Input data
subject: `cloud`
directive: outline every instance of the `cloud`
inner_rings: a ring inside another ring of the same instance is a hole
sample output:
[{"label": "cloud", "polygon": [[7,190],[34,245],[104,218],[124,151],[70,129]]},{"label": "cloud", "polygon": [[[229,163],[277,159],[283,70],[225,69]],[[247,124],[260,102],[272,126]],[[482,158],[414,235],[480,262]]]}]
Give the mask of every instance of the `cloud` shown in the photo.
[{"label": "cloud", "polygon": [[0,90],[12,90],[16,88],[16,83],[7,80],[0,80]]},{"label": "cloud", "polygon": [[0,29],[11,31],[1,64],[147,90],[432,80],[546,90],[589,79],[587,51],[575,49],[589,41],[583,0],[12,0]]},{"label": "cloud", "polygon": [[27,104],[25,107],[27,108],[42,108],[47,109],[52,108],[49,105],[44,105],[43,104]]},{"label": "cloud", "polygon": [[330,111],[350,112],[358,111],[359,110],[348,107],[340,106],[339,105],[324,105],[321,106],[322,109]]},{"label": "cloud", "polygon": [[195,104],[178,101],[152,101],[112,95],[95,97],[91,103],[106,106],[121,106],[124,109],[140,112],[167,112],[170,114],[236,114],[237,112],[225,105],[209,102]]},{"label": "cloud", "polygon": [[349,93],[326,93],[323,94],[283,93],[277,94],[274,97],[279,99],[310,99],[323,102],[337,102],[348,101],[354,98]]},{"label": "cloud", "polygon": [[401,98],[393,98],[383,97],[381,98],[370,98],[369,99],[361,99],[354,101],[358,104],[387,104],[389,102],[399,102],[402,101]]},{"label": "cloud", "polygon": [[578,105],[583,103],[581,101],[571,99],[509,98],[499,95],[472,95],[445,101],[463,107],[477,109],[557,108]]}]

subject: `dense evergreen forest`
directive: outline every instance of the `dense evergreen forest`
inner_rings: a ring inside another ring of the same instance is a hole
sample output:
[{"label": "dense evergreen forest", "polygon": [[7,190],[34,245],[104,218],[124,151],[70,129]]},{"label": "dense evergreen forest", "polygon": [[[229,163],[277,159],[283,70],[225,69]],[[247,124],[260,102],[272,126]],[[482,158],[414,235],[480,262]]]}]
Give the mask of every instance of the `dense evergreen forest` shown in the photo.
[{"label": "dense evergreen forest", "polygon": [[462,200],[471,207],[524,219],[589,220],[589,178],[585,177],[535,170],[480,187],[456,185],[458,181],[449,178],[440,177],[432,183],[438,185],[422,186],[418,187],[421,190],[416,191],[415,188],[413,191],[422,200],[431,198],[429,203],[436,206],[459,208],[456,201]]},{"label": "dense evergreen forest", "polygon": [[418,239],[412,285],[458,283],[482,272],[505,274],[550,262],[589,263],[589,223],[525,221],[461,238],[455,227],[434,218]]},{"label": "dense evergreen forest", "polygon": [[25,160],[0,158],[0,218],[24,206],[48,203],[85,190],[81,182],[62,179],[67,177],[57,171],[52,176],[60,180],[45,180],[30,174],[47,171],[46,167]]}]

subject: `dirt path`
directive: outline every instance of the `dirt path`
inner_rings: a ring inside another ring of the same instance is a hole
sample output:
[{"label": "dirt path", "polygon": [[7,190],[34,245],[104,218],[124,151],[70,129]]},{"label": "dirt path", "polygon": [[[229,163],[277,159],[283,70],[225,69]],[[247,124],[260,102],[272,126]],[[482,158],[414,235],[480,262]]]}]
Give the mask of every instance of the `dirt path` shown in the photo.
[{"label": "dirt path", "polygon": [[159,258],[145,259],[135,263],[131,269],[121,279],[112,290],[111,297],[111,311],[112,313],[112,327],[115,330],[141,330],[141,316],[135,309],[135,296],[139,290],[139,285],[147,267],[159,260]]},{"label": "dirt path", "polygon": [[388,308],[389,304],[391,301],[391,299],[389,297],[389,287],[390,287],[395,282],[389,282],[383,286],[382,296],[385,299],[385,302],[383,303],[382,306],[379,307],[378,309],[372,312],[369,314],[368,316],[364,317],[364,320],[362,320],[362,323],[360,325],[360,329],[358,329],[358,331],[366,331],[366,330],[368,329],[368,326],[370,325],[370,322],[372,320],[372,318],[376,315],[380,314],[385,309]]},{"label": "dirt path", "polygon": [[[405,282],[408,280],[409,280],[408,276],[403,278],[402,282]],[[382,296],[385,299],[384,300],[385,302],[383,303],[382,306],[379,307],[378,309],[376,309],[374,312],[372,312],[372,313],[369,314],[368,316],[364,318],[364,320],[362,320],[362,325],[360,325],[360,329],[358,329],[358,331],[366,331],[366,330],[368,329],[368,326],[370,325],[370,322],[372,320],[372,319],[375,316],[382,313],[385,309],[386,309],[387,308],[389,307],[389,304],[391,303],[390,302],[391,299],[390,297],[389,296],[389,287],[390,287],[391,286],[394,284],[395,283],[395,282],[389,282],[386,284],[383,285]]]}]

Requirements
Pull out every line of the records above that contains the word "forest", and copy each one.

Solution
subject: `dense evergreen forest`
directive: outline every instance of the `dense evergreen forest`
[{"label": "dense evergreen forest", "polygon": [[7,190],[34,245],[104,218],[124,151],[70,129]]},{"label": "dense evergreen forest", "polygon": [[[229,163],[277,159],[283,70],[225,69]],[[247,124],[260,102],[272,126]],[[482,158],[414,235],[480,262]]]}]
Give the mask of every instance of the `dense evergreen forest` shown in the photo.
[{"label": "dense evergreen forest", "polygon": [[462,200],[471,207],[524,219],[589,220],[589,178],[585,177],[535,170],[480,187],[456,185],[458,181],[449,178],[440,177],[432,183],[438,185],[422,186],[418,187],[421,190],[416,191],[415,188],[413,191],[422,200],[431,198],[429,203],[436,206],[459,208],[456,201]]},{"label": "dense evergreen forest", "polygon": [[418,239],[412,285],[458,283],[482,272],[505,274],[550,262],[589,263],[589,223],[525,221],[461,238],[455,227],[434,218]]},{"label": "dense evergreen forest", "polygon": [[25,160],[0,158],[0,218],[24,206],[48,203],[85,190],[81,182],[62,179],[67,177],[57,171],[52,176],[60,180],[45,180],[30,174],[47,171],[46,167]]}]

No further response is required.